__REQUIREMENT__
Make an exact copy of all the entries shown below.

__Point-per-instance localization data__
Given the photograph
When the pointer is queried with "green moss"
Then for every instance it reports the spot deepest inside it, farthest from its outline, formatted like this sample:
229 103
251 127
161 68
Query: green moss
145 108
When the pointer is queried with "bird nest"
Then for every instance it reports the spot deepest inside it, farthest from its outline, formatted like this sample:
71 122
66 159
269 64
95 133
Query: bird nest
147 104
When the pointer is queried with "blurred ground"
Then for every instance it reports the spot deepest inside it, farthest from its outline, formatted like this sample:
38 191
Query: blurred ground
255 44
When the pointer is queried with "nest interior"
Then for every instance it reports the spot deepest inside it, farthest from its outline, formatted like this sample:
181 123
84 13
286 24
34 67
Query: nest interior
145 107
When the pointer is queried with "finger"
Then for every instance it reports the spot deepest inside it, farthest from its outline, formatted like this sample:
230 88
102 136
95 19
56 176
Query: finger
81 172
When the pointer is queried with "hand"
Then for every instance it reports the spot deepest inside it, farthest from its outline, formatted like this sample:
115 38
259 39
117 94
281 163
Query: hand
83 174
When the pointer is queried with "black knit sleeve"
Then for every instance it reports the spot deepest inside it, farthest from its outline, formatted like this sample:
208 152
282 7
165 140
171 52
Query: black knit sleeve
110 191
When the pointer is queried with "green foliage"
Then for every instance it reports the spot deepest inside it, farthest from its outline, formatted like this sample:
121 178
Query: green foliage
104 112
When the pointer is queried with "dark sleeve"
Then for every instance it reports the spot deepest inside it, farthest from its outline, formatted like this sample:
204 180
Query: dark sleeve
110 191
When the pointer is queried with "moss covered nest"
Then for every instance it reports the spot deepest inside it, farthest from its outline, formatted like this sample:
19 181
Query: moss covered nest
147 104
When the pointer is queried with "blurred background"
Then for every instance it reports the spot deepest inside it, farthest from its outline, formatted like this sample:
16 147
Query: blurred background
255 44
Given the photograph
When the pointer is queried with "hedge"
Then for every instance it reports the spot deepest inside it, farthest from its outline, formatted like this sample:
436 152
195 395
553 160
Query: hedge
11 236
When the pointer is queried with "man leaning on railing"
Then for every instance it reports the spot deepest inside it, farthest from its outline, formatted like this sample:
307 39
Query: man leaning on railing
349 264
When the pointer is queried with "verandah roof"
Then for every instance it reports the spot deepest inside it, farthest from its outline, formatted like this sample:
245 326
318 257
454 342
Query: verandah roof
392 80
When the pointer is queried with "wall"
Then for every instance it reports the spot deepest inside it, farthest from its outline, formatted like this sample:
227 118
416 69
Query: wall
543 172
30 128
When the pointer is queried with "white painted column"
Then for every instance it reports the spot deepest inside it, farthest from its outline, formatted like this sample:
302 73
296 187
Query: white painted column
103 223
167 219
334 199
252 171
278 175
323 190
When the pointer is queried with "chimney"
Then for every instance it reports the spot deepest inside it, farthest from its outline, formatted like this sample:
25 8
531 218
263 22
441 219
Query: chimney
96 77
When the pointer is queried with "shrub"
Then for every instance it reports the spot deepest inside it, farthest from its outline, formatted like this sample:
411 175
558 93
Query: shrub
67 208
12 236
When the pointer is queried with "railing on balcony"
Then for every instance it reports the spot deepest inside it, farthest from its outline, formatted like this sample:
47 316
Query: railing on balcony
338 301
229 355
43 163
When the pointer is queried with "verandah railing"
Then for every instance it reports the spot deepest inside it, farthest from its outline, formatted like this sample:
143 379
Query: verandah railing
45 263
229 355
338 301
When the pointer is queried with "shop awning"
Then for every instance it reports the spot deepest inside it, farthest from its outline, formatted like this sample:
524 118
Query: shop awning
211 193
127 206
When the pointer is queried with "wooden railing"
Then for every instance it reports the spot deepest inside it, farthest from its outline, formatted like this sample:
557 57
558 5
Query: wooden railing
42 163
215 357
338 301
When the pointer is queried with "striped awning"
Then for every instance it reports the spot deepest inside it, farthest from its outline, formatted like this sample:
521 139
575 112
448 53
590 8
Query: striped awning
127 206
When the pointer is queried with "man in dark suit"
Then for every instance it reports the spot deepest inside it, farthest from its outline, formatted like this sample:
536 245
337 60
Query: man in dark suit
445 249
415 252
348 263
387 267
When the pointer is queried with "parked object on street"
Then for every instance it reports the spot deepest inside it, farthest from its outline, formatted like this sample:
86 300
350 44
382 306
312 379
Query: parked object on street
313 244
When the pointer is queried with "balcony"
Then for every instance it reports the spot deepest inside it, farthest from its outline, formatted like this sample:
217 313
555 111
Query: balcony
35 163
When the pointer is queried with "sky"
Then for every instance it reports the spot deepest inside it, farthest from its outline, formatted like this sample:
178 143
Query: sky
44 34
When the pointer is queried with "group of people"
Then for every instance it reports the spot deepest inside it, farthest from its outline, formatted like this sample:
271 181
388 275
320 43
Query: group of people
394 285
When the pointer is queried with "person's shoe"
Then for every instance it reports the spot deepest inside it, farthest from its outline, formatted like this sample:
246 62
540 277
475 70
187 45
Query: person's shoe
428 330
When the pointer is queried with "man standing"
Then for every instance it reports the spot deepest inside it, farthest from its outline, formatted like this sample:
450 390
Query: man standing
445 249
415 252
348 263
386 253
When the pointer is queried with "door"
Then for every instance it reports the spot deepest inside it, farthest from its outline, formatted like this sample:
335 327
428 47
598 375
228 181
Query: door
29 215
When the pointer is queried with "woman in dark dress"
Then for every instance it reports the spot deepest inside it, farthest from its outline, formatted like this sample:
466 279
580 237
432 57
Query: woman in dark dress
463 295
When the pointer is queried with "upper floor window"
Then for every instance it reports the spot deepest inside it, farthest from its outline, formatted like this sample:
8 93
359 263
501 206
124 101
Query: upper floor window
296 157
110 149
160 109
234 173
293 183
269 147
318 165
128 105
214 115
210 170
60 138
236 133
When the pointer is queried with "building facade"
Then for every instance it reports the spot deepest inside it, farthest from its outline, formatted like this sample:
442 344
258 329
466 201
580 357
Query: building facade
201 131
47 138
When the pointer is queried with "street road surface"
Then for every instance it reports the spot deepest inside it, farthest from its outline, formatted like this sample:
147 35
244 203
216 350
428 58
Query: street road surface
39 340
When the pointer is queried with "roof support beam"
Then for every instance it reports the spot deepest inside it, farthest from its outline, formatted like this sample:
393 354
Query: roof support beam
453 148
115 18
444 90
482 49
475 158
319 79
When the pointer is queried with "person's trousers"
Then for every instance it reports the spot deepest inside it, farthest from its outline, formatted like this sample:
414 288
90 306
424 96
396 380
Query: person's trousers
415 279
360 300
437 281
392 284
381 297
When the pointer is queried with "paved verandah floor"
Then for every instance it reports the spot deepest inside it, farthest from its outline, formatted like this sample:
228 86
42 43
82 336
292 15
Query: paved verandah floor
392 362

__WRITTEN ANSWER__
Given the photograph
When the pointer is queried with "green moss"
Then for every instance it reports the spot deepest inside it, farthest from its outline, formatted like this sample:
229 103
251 127
161 68
Query: green moss
145 108
When the pointer is queried with "bird nest"
Then for every instance it reports the spot deepest inside it, farthest from its outline, formatted like this sample:
71 122
66 159
269 64
95 133
Query: bird nest
147 104
When the pointer is queried with "blurred ground"
Then for every instance it reports the spot deepest inside it, farthest from its outline, formatted like this sample:
38 191
Query: blurred ground
255 44
When the pointer is queried with "nest interior"
Then for every instance it reports the spot deepest inside it, farthest from its outline, formatted like this sample:
181 123
84 13
286 24
34 67
Query: nest interior
145 107
When the pointer is queried with "finger"
Then for every instance it reports the spot deepest inside it, farthest from its outline, formatted like this sample:
230 88
102 136
95 19
56 176
Query: finger
81 172
When the pointer is queried with "hand"
Then for every instance it reports the spot deepest inside it, farthest from its outline, formatted like this sample:
115 38
259 39
117 94
281 163
Query: hand
83 174
When the pointer is queried with "black knit sleeve"
Then for every instance it reports the spot deepest inside it, farthest from its outline, formatted like this sample:
208 152
282 7
165 140
171 52
Query: black knit sleeve
110 191
When the pointer is queried with "green foliage"
Then for every instance it reports the spot deepest inside it, farthest from its outline, formatted like this sample:
121 178
Query: green foliage
104 112
When the pointer is queried with "dark sleeve"
Then for every instance it reports the spot deepest inside it, farthest from its outline, formatted like this sample:
204 180
Query: dark sleeve
110 191
When the pointer is queried with "moss covered nest"
Then for every instance it reports the spot deepest inside it, farthest from its outline, formatted like this sample:
19 181
Query: moss covered nest
147 104
When the pointer is queried with "blurred background"
Then for every instance it reports the spot deepest inside it, farthest from its outline, formatted like this sample:
16 147
Query: blurred background
255 44
Given the photograph
When the pointer is queried with "hedge"
Then for every instance it reports the spot deepest inside it, farthest from its outline, formatted like this sample:
436 152
195 395
553 160
Query: hedge
11 236
When the pointer is queried with "man leaning on railing"
Then for every instance it reports the spot deepest inside it, farthest from its outline, formatted like this sample:
307 39
Query: man leaning on railing
349 264
When the pointer is queried with "verandah roof"
Then for every instance it reports the spot deepest inside it, farthest from its outline, formatted like this sample:
245 326
318 257
454 342
Query: verandah roof
392 80
When the pointer is queried with "wall"
Then for every instance it reports the spot deepest inside it, farthest from its outline, formatted like this sample:
227 118
416 69
Query: wall
543 172
30 128
When the pointer is queried with "white painted column"
Then for every instance it reports the spot deepest inside it, farthest from its outline, formatted like this sample:
302 73
296 187
Query: white painted column
103 223
167 219
334 199
252 171
278 175
323 190
When the pointer is queried with "chimney"
Then for every instance it reports the spot deepest inside it, farthest from its outline, formatted like this sample:
25 8
531 218
263 22
441 219
Query: chimney
96 77
When the pointer is queried with "shrub"
Then for every instance it reports the spot deepest inside it, farthest from its outline, formatted like this sample:
411 175
558 93
Query: shrub
67 208
12 236
When the pointer is queried with "railing on balcony"
Then for every instance it reports the spot deepest inside it, farthest from its outline, formatted like this sample:
47 316
Query: railing on balcony
338 301
229 355
43 163
When the pointer is queried with "verandah railing"
Then for every instance it reports the spot deepest inside it, farthest from its outline, formatted like this sample:
143 379
Query: verandah railing
45 263
229 355
338 301
When the pointer is queried with "shop awning"
Then for every instance it reports the spot deepest inside it, farthest from its outline, formatted like this sample:
524 118
Query: shop awning
211 193
127 206
When the pointer is queried with "wooden railing"
Then for every instance it reports the spot deepest inside it, farthest from its outline, formatted like this sample:
557 57
558 5
Query: wooden railing
42 163
215 357
338 301
When the pointer is queried with "striped awning"
Then for every instance it reports the spot deepest inside it, farthest from its outline, formatted like this sample:
521 139
575 112
448 53
590 8
Query: striped awning
127 206
When the pointer is queried with "man in dark suit"
Then for every instance it reports the spot deepest inside it, farthest from its outline, formatted like this sample:
536 245
337 60
Query: man in dark suit
445 249
415 252
348 263
387 267
When the pointer is queried with "parked object on street"
Then for every instance it reports the spot deepest inside it, farthest from its outline, formatted like this sample:
86 300
350 44
382 306
312 379
Query: parked object on street
313 244
When the pointer is queried with "balcony"
Then for every instance it reports the spot deepest inside it, farthest from its outline, formatted like this sample:
217 313
555 111
Query: balcony
35 163
When the pointer is queried with "sky"
Then for every instance it reports the spot deepest inside it, farthest from its outline, formatted like this sample:
178 143
Query: sky
44 34
When the pointer is queried with "group of people"
Then for every instance it reports the spot deepest inside it, farthest from its outline, formatted like this sample:
271 181
388 275
320 43
Query: group of people
394 285
When the pointer is queried with "person's shoe"
Then for every instance it reports the spot deepest inside it, farthest from its outline, formatted like this sample:
246 62
540 277
475 70
187 45
Query: person's shoe
428 330
When the pointer is queried with "man standing"
Then for every instance it reports the spot deepest inside it, farthest from its outline, formatted like this sample:
450 390
Query: man standing
445 249
415 252
348 263
386 253
When the pointer is queried with "door"
Then for every instance it reports the spot deepest inside it, farthest from its outline, formatted like this sample:
335 327
428 47
598 375
228 181
Query: door
29 215
When the pointer is queried with "woman in dark dress"
Then for every instance it reports the spot deepest inside it, farthest from its outline, formatted like this sample:
466 279
580 237
432 57
Query: woman in dark dress
463 295
When the pointer is queried with "upper floor window"
Then for every instance it reports the spot deepest inside it, farthest from its outline, formatted like this sample:
8 93
359 263
501 206
124 101
Query: upper floor window
296 157
110 149
160 109
234 173
293 183
269 147
318 165
128 105
214 115
210 170
60 138
236 133
When the pointer is queried with "building facade"
Then for every instance it reports the spot deepest inside it, farthest from its outline, formatted like this sample:
442 344
258 329
466 201
580 357
Query: building facade
201 131
47 138
When the pointer is queried with "street road surface"
Then for every instance it reports the spot deepest inside it, farthest from its outline, formatted like this sample:
147 35
244 203
216 350
428 58
Query: street road surface
39 340
When the pointer is queried with "roof support beam"
Then for every instance it reports the spot deepest inside it, farthest from its outline, formatted like this sample:
393 354
Query: roof support beam
453 148
115 18
444 90
482 49
475 158
319 79
When the pointer is queried with "person's trousers"
Then for every instance it reports the spot deepest inside it, farthest from its outline, formatted like this sample:
414 288
90 306
424 96
396 380
Query: person's trousers
415 279
360 300
437 281
392 284
381 297
When the pointer is queried with "paved verandah floor"
Then for every instance it reports the spot deepest inside it, farthest from its outline, formatted like this sample:
228 86
42 43
82 336
292 15
Query: paved verandah floor
392 362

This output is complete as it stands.